== PROBLEM TO SOLVE ==
Rewrite all of the material below as a numbered list with one line per item. Leave out blank lines and any pictures.

== MATERIAL FOR THE TASK ==
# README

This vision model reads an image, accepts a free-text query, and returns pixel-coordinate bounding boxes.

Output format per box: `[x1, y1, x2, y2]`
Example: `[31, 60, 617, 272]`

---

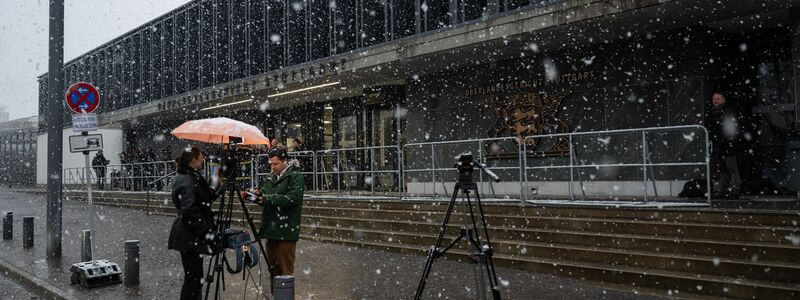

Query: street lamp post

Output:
[47, 0, 64, 257]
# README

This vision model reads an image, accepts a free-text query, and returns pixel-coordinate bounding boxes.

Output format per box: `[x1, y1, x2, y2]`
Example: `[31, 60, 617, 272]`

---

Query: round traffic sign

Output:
[65, 82, 100, 114]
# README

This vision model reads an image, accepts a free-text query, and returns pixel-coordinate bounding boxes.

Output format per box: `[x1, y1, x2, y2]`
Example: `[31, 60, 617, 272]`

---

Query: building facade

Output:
[0, 116, 39, 186]
[39, 0, 800, 194]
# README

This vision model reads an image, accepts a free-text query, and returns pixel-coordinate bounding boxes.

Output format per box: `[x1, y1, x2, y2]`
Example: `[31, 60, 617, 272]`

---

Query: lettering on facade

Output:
[487, 91, 572, 154]
[464, 71, 594, 96]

== SOLVED EXERCISE ==
1. # README
2. This vision model reads an image, accepts a free-text query, and returns pixel-coordinate bounding boxes.
3. Output format per box: `[x1, y1, x2, y2]`
4. Example: `[31, 60, 617, 272]`
5. ---
6. Query: street lamp post
7. Output:
8. [47, 0, 64, 257]
9. # README
10. This vision model reads an image, accepts a free-text query, and returns pixel-coordinate bounding boxes.
11. Output format per box: `[x1, y1, x2, y2]`
12. Example: `[31, 60, 617, 272]`
13. ---
14. Query: round traffic sign
15. Output:
16. [65, 82, 100, 114]
17. # README
18. This vision model reads an image, accepts a free-text query, and returns pixel-coordinate bounding boxes.
19. Output format per box: `[x1, y1, x2, y2]`
20. Example: `[31, 60, 617, 272]`
21. ---
22. Query: building facade
23. Output:
24. [0, 116, 39, 186]
25. [39, 0, 800, 194]
26. # README
27. This vision model reads an image, accepts a free-text query, and returns pixel-coordinate bounding boxes.
28. Output format per box: `[x1, y1, x2, y2]`
29. Example: `[31, 60, 617, 272]`
30. ---
31. Query: lettering on facade
32. Output:
33. [487, 91, 572, 154]
34. [464, 71, 594, 96]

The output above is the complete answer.